Data extracted from a collection
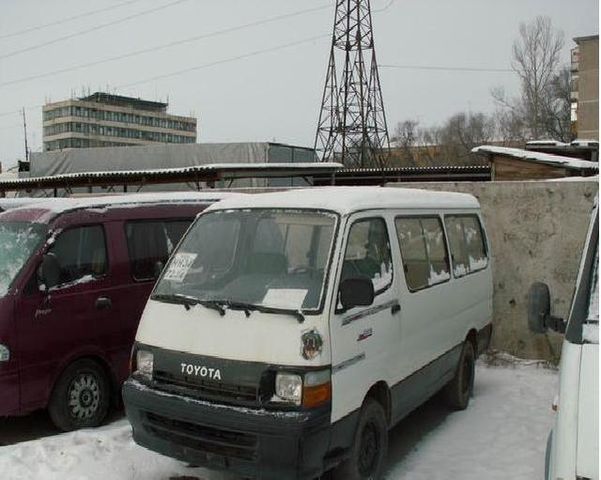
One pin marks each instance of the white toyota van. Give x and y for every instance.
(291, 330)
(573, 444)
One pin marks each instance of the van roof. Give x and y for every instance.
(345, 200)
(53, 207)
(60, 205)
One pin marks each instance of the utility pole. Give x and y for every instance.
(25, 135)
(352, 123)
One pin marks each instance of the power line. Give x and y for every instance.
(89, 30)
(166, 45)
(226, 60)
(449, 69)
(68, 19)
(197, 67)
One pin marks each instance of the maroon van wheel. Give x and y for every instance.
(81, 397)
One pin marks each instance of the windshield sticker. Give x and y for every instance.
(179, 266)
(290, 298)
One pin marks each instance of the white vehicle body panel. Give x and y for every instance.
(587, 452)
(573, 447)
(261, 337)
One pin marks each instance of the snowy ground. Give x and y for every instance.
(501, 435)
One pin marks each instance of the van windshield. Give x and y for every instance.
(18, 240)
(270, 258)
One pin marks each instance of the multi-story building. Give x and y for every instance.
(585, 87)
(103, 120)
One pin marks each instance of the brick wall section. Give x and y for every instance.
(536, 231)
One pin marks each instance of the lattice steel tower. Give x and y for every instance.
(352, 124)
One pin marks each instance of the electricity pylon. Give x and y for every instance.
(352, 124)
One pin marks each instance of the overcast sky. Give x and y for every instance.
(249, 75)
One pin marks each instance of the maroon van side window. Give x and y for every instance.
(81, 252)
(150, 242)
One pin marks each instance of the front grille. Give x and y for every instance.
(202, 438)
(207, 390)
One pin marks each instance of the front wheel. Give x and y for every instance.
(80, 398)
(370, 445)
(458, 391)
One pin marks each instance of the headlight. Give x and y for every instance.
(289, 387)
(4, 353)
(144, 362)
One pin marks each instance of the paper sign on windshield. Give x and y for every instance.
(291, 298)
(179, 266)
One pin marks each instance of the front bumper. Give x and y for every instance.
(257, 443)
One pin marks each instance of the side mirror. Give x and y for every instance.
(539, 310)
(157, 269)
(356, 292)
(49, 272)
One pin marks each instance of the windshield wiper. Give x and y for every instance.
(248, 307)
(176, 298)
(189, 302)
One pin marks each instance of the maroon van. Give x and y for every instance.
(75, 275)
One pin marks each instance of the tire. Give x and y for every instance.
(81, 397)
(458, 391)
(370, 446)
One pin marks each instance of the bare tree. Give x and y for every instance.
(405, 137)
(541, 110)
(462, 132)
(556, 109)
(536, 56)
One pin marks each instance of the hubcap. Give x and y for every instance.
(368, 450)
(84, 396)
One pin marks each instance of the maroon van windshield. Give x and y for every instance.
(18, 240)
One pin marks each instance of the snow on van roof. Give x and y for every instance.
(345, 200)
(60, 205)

WHAT YOU HAVE TO DO
Where an entry holds an image, drop the image and copy the remaining text exactly.

ANSWER SECTION
One pin marks each instance of the white toyota van. Give x and y for every instance.
(291, 330)
(573, 444)
One pin marks each instance of the van roof. Give x and y for every instance.
(345, 200)
(53, 207)
(60, 205)
One pin marks each instance of the utility pole. Give x and y for every instance.
(25, 135)
(352, 123)
One pin marks each instance of the power line. Give x and y for every instance.
(89, 30)
(166, 45)
(226, 60)
(449, 69)
(68, 19)
(197, 67)
One pin marks each instance of the maroon van wheel. Give x and y for every instance.
(81, 397)
One pin marks each instance of the windshield sticker. Give x and y for every instance.
(179, 266)
(290, 298)
One pin marks each instance of the white vehicle body panel. Give x and y for every instance.
(587, 452)
(573, 447)
(261, 337)
One pin marks each instance of the snowy ground. Give x and y for every instance.
(501, 435)
One pin marks each instance of the van windshield. Give x and y for every instance.
(18, 240)
(270, 258)
One pin marks each instance of the multi-story building. Give x and y for every instance.
(585, 87)
(103, 120)
One pin marks each instance of the brick wall section. Give x and y for every instance.
(536, 231)
One pin marks each instance of the lattice steel tower. Give x and y for every instance.
(352, 124)
One pin marks each instance of the electricity pylon. Give x and y for every instance.
(352, 124)
One pin marks each instance of the overcast sky. Give x and y for every instance.
(249, 75)
One pin marks each instance of the maroon van side window. Give x and y for every instance.
(81, 252)
(150, 242)
One pin marks each instance of the front grille. Give x and y for every instance.
(202, 438)
(207, 390)
One pin marks each instance of the front wheel. Give x and y for every instance.
(80, 398)
(370, 445)
(458, 391)
One pin marks each instance of the headlight. Give x and y for every instance.
(289, 387)
(4, 353)
(144, 362)
One pin marks each instance of the paper sign on windshield. Give x and y for every instance.
(291, 298)
(179, 266)
One pin marks each instance of the front bumper. Give x and y for every instance.
(257, 443)
One pin marks each instance of the side mirror. Give x and y for every instance.
(539, 310)
(157, 269)
(356, 292)
(49, 272)
One pin marks each instance of the windshield wiper. Give x and y for every instance.
(248, 307)
(176, 298)
(189, 302)
One pin marks each instance of the maroon van. Give x and y for every instance.
(75, 275)
One pin marks each instance of the tire. Give x and y for every instance.
(81, 397)
(458, 391)
(370, 446)
One pin marks each instance of the bare tree. Give x and y for every instance.
(405, 137)
(541, 110)
(462, 132)
(556, 109)
(536, 56)
One pin marks each instance of the hubcap. Give x and y for every instance.
(368, 450)
(84, 396)
One pin marks each instance of the maroon van windshield. Give x and y for every instance.
(18, 240)
One pin marks each instance of the snow on van roof. Give x and y for every instance.
(345, 200)
(60, 205)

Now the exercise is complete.